What you need to do: Write out the entries again exactly as they are given.
───── Exercise input ─────
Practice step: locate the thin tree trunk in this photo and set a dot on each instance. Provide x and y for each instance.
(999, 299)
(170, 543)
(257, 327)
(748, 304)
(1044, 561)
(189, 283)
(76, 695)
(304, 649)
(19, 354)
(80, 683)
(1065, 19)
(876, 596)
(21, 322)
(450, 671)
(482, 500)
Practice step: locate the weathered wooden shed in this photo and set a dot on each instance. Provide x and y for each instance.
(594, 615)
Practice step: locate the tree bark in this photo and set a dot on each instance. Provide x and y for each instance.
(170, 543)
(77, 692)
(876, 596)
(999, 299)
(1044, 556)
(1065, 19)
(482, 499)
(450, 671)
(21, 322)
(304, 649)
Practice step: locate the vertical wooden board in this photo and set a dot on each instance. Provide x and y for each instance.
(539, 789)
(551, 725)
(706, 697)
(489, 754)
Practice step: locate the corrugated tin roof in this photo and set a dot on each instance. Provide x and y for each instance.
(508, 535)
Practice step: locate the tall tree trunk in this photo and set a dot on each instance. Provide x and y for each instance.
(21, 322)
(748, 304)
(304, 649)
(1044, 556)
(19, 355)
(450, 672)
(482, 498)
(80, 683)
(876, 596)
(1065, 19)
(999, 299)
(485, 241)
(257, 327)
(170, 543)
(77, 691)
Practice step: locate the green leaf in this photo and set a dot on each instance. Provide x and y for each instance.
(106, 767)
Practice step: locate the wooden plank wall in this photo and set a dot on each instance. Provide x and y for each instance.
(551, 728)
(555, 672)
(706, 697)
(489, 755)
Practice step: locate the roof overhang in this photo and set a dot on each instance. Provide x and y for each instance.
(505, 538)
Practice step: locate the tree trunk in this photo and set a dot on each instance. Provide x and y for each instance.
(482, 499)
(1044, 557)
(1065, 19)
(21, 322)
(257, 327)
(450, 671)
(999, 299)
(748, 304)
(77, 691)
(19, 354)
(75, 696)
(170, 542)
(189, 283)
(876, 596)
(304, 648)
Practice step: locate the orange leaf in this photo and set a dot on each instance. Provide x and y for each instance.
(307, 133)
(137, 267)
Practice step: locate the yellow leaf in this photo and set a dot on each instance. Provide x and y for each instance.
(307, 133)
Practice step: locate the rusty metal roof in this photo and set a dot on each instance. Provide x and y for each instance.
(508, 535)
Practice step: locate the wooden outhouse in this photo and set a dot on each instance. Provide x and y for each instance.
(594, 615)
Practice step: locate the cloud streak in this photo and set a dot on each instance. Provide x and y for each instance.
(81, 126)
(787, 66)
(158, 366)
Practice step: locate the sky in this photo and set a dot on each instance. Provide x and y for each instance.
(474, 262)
─────
Reply:
Practice step: locate the thin tree trunk in this photo and set a dot on each instance. Provide x and y for each instance.
(999, 299)
(170, 543)
(257, 327)
(748, 304)
(1044, 561)
(189, 283)
(76, 695)
(304, 649)
(19, 354)
(80, 683)
(1065, 19)
(876, 596)
(21, 322)
(450, 671)
(482, 500)
Practice step: locate the weathered wooden shed in this photo and set a dot on each instance. Provide x and y for each instance.
(594, 615)
Practice step: locate the tree bark in this photo and set a dot on each instance. Provide x and y for each instance.
(170, 543)
(77, 692)
(876, 596)
(999, 299)
(1044, 556)
(1065, 19)
(482, 499)
(450, 671)
(21, 322)
(304, 649)
Practice step: locate the vertical wooden board in this photo and set a dot on each instance. Provide x and y for each instance.
(539, 789)
(551, 725)
(706, 697)
(489, 754)
Practice step: locate the corrugated tin roof in this photo and set a dot on each instance. Provide x and y for each instance.
(508, 535)
Practice step: locate the tall tree trunk in this photo and set a dot on each instance. Provide x and y for each instance.
(21, 322)
(748, 304)
(304, 649)
(1044, 556)
(19, 355)
(450, 672)
(482, 498)
(80, 683)
(876, 596)
(1065, 19)
(999, 299)
(485, 241)
(257, 327)
(170, 543)
(77, 691)
Practice step: locate the green leaf in this photo and set a dot on each instance. Provide x and y for each instance.
(106, 767)
Practice step: locate the wooden plank wall in this photo and set a dot on each instance. Provide x and y for each instance.
(551, 728)
(555, 672)
(706, 697)
(489, 755)
Practice step: locate the roof overhang in this photo and set a dot on each instance. Provide x and y for each instance.
(505, 538)
Practice step: locate the tree trunk in this photo and set a dot on each instance. Provide x and y for each instance.
(482, 499)
(1044, 557)
(1065, 19)
(21, 322)
(257, 327)
(450, 671)
(999, 299)
(748, 304)
(77, 691)
(19, 354)
(75, 696)
(170, 542)
(189, 283)
(876, 596)
(304, 648)
Practice step: locate the orange leaf in this photo and set a dot on each instance. Provide x and y for each instance.
(307, 133)
(137, 267)
Practice step: locate the yellow leaf in this photo and set a dot on each instance. Provide x and y for each instance.
(307, 133)
Practice step: locate the rusty metal roof in this photo and set a dot on each instance. Provide x and y for each instance.
(508, 535)
Practice step: locate the wooden outhouse in this photo and set a dot on each instance. Provide x and y for each instance.
(594, 615)
Practice step: locate the cloud streak in this photo and set a dot on each instance. Provide x and y for each instance.
(81, 126)
(787, 66)
(158, 366)
Practice step: locate the sky in this photo and set a dot on each instance. Provide x and y for each instance.
(474, 262)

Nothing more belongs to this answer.